#### [Task requirements]
Return every record below exactly as written.

━━ Data for analysis

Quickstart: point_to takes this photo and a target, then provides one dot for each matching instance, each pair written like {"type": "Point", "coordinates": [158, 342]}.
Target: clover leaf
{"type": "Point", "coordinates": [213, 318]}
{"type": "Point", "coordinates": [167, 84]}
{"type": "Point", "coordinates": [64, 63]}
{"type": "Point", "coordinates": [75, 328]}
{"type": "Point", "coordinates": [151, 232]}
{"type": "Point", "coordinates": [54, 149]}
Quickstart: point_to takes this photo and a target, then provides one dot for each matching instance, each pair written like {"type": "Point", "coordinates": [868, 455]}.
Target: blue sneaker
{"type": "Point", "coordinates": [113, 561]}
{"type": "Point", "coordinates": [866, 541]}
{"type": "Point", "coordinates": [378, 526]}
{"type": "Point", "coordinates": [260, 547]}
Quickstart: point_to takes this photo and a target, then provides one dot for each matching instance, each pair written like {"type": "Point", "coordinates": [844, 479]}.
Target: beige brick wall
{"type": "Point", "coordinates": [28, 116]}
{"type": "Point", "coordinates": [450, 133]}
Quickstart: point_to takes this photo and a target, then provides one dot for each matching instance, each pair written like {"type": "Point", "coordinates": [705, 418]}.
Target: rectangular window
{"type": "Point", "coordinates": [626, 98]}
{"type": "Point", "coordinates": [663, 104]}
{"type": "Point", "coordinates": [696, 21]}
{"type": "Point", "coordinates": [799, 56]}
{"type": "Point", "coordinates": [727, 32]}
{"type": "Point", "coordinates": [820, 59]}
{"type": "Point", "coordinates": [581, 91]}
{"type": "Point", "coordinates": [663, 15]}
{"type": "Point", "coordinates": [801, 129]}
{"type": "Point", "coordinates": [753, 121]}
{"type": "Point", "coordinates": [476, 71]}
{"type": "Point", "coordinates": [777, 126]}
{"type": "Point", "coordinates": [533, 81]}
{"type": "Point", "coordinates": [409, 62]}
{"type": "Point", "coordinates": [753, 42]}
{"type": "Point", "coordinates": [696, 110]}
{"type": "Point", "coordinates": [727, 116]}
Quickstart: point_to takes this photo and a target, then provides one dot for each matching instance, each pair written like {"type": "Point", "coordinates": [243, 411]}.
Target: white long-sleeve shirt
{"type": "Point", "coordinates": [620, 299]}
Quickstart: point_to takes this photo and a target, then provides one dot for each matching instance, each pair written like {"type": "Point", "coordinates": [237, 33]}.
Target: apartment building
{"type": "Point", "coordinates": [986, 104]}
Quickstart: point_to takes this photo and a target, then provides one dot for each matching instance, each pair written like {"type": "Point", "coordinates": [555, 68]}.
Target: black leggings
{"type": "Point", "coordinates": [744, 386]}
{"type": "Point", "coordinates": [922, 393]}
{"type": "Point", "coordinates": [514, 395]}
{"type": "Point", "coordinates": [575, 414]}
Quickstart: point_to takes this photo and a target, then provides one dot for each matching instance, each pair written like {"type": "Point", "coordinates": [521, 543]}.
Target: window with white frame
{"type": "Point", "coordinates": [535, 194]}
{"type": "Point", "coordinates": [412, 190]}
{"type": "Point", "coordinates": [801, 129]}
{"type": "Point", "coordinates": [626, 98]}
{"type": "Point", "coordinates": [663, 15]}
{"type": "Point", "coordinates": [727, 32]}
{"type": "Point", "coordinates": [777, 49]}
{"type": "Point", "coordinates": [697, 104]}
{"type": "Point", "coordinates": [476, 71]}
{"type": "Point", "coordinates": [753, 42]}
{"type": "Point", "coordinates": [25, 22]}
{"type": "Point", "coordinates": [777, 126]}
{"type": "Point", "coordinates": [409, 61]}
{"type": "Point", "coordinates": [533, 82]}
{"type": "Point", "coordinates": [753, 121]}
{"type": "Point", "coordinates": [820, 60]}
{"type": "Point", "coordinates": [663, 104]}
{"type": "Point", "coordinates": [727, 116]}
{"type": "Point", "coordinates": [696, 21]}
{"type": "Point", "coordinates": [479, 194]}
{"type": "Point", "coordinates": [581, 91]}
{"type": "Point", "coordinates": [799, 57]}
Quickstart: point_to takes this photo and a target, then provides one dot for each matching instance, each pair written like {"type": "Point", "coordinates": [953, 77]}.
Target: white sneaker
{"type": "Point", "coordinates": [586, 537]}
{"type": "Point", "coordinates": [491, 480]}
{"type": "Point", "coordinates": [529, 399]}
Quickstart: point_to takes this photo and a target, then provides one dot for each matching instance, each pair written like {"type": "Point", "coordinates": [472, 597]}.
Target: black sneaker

━━━━

#### [Written response]
Quickstart: point_to takes this photo and a target, then provides one dot for each matching instance, each pair written like {"type": "Point", "coordinates": [158, 342]}.
Target: clover leaf
{"type": "Point", "coordinates": [213, 318]}
{"type": "Point", "coordinates": [167, 84]}
{"type": "Point", "coordinates": [64, 63]}
{"type": "Point", "coordinates": [75, 328]}
{"type": "Point", "coordinates": [151, 232]}
{"type": "Point", "coordinates": [54, 149]}
Quickstart: point_to takes this photo and a target, then provides one dot for each matching instance, each pair written like {"type": "Point", "coordinates": [868, 455]}.
Target: blue sneaker
{"type": "Point", "coordinates": [113, 561]}
{"type": "Point", "coordinates": [866, 541]}
{"type": "Point", "coordinates": [378, 526]}
{"type": "Point", "coordinates": [260, 547]}
Quickstart: point_to takes this photo and a target, then provides one dot for each matching instance, each pair written like {"type": "Point", "coordinates": [844, 479]}.
Target: beige brick wall
{"type": "Point", "coordinates": [28, 116]}
{"type": "Point", "coordinates": [450, 133]}
Quickstart: point_to takes this photo and a target, then provides one dot for each matching instance, each pair written like {"type": "Point", "coordinates": [705, 418]}.
Target: rectangular window
{"type": "Point", "coordinates": [626, 98]}
{"type": "Point", "coordinates": [663, 104]}
{"type": "Point", "coordinates": [696, 21]}
{"type": "Point", "coordinates": [799, 56]}
{"type": "Point", "coordinates": [727, 32]}
{"type": "Point", "coordinates": [820, 59]}
{"type": "Point", "coordinates": [581, 91]}
{"type": "Point", "coordinates": [663, 15]}
{"type": "Point", "coordinates": [801, 129]}
{"type": "Point", "coordinates": [753, 121]}
{"type": "Point", "coordinates": [476, 71]}
{"type": "Point", "coordinates": [777, 126]}
{"type": "Point", "coordinates": [533, 81]}
{"type": "Point", "coordinates": [409, 62]}
{"type": "Point", "coordinates": [753, 42]}
{"type": "Point", "coordinates": [696, 110]}
{"type": "Point", "coordinates": [727, 116]}
Quickstart: point_to takes this photo and a target, then provides one dot for each matching instance, each pair written like {"type": "Point", "coordinates": [243, 411]}.
Target: white long-sleeve shirt
{"type": "Point", "coordinates": [620, 299]}
Quickstart: point_to takes this photo and a target, then provides one dot for each matching instance, each pair written like {"type": "Point", "coordinates": [237, 33]}.
Target: apartment building
{"type": "Point", "coordinates": [986, 104]}
Quickstart: point_to takes this photo and a target, then provides one dot for each matching instance, each pair written like {"type": "Point", "coordinates": [555, 68]}.
Target: black leggings
{"type": "Point", "coordinates": [744, 386]}
{"type": "Point", "coordinates": [922, 393]}
{"type": "Point", "coordinates": [514, 395]}
{"type": "Point", "coordinates": [575, 414]}
Quickstart: point_to takes this photo and a target, then provides one dot for each matching instance, each pair written like {"type": "Point", "coordinates": [521, 543]}.
Target: window with white frame
{"type": "Point", "coordinates": [535, 194]}
{"type": "Point", "coordinates": [412, 190]}
{"type": "Point", "coordinates": [801, 129]}
{"type": "Point", "coordinates": [626, 98]}
{"type": "Point", "coordinates": [663, 15]}
{"type": "Point", "coordinates": [727, 32]}
{"type": "Point", "coordinates": [777, 49]}
{"type": "Point", "coordinates": [697, 104]}
{"type": "Point", "coordinates": [476, 71]}
{"type": "Point", "coordinates": [753, 42]}
{"type": "Point", "coordinates": [25, 22]}
{"type": "Point", "coordinates": [777, 126]}
{"type": "Point", "coordinates": [409, 61]}
{"type": "Point", "coordinates": [533, 82]}
{"type": "Point", "coordinates": [753, 121]}
{"type": "Point", "coordinates": [820, 60]}
{"type": "Point", "coordinates": [663, 104]}
{"type": "Point", "coordinates": [727, 116]}
{"type": "Point", "coordinates": [696, 21]}
{"type": "Point", "coordinates": [479, 194]}
{"type": "Point", "coordinates": [581, 91]}
{"type": "Point", "coordinates": [799, 57]}
Quickstart: point_to takes this photo and a target, then provides one dot for each matching instance, each pair written like {"type": "Point", "coordinates": [953, 77]}.
Target: white sneaker
{"type": "Point", "coordinates": [586, 537]}
{"type": "Point", "coordinates": [491, 480]}
{"type": "Point", "coordinates": [529, 399]}
Quickstart: point_to takes this photo and a target, then provides one dot for each matching instance, each pair written like {"type": "Point", "coordinates": [472, 597]}.
Target: black sneaker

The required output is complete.